Conhecendo os riscos dos agrotóxicos, a professora de tai chi chuan Maria Luiza Hourneaux Affonso, de Santo André, no ABC paulista, optou por uma alimentação agroecológica há mais de 30 anos. E ganhou saúde. Antes, ao fazer exames para doar um rim para o pai, soube que tinha o mesmo problema. A doença, que atinge todos os familiares, evolui para a insuficiência renal, que exige sessões de hemodiálise e posterior transplante. “Como os filtros do meu organismo estavam comprometidos, eu não poderia continuar ingerindo venenos. Deixei de consumir alimentos com agrotóxicos, cortei carne, e convivo até hoje com meus rins.” Segundo conta, nunca precisou fazer hemodiálise. Um primo bem mais novo não teve essa preocupação e está na fila do transplante.
No final de 2011, a Comissão de Seguridade Social da Câmara aprovou relatório sobre o uso de agrotóxicos. De acordo com o texto do relator, padre João (João Carlos Siqueira, PT-MG), esses produtos são beneficiados pela redução de ICMS e isenção de IPI para vários ingredientes ativos perigosos e de recolhimentos para o PIS/Pasep e Cofins. Há ainda benefícios estaduais, como no Ceará, onde a isenção chega a 100%. Já a produção agroecológica, com métodos alternativos para o controle de pragas e doenças, não tem incentivos.
Mesmo assim, há pequenos agricultores que romperam com o sistema que os obriga a comprar sementes, inclusive transgênicas, e pesticidas como condição para o acesso ao crédito. Muitos trabalham para produzir alimentos livres de veneno. Em Linhares, no Espírito Santo, os familiares de Ana Cristina Soprani e Elias Alves dos Santos deixaram para trás a monocultura do café praticada por mais de duas décadas. Nos últimos 12 anos, se organizaram para o retorno a uma produção diversificada. Tiveram de recuperar o solo degradado, frequentar reuniões e cursos de agroecologia. Hoje produzem feijão, milho, mandioca, café, banana, laranja, abóbora, quiabo, jiló, maxixe, mamão e coco verde, além de doces e pães caseiros. Ao todo, são comercializados 1.600 quilos de alimentos toda semana. “Não queremos selo para agregar valor à nossa produção, mas oferecer à classe trabalhadora o mesmo alimento saudável que está na nossa mesa”, diz Ana Cristina.

MATERIAL DE ESTUDO -

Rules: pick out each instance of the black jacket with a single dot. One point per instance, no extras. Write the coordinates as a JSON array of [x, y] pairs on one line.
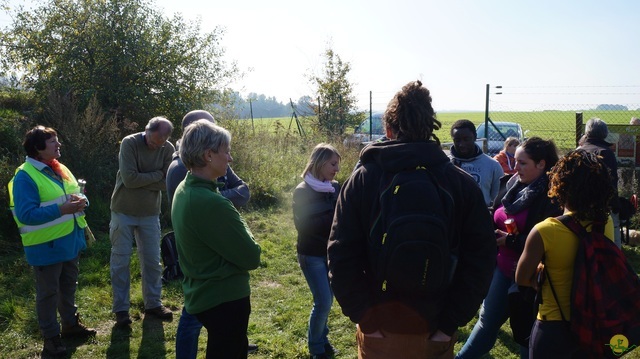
[[313, 215], [540, 209], [350, 260]]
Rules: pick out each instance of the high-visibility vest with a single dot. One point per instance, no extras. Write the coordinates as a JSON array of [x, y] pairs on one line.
[[50, 192]]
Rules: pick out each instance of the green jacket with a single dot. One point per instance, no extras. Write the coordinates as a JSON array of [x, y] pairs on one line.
[[215, 246]]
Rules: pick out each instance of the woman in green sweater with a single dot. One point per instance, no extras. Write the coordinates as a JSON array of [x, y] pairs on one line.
[[215, 246]]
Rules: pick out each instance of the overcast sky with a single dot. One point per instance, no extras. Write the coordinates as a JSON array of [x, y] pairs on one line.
[[572, 51]]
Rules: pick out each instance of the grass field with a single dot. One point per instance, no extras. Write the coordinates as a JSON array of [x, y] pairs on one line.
[[269, 156], [281, 302]]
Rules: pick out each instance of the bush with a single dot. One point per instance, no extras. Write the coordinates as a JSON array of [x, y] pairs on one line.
[[271, 159]]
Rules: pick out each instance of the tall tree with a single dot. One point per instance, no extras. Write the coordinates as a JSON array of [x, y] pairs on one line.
[[135, 61], [336, 109]]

SEU OBJETIVO -
Devolva, sem qualquer alteração, o trecho do texto sobre agrotóxicos que vai desde "Conhecendo os riscos" até "fila do transplante.", inclusive.

CAMPO DE RESPOSTA -
Conhecendo os riscos dos agrotóxicos, a professora de tai chi chuan Maria Luiza Hourneaux Affonso, de Santo André, no ABC paulista, optou por uma alimentação agroecológica há mais de 30 anos. E ganhou saúde. Antes, ao fazer exames para doar um rim para o pai, soube que tinha o mesmo problema. A doença, que atinge todos os familiares, evolui para a insuficiência renal, que exige sessões de hemodiálise e posterior transplante. “Como os filtros do meu organismo estavam comprometidos, eu não poderia continuar ingerindo venenos. Deixei de consumir alimentos com agrotóxicos, cortei carne, e convivo até hoje com meus rins.” Segundo conta, nunca precisou fazer hemodiálise. Um primo bem mais novo não teve essa preocupação e está na fila do transplante.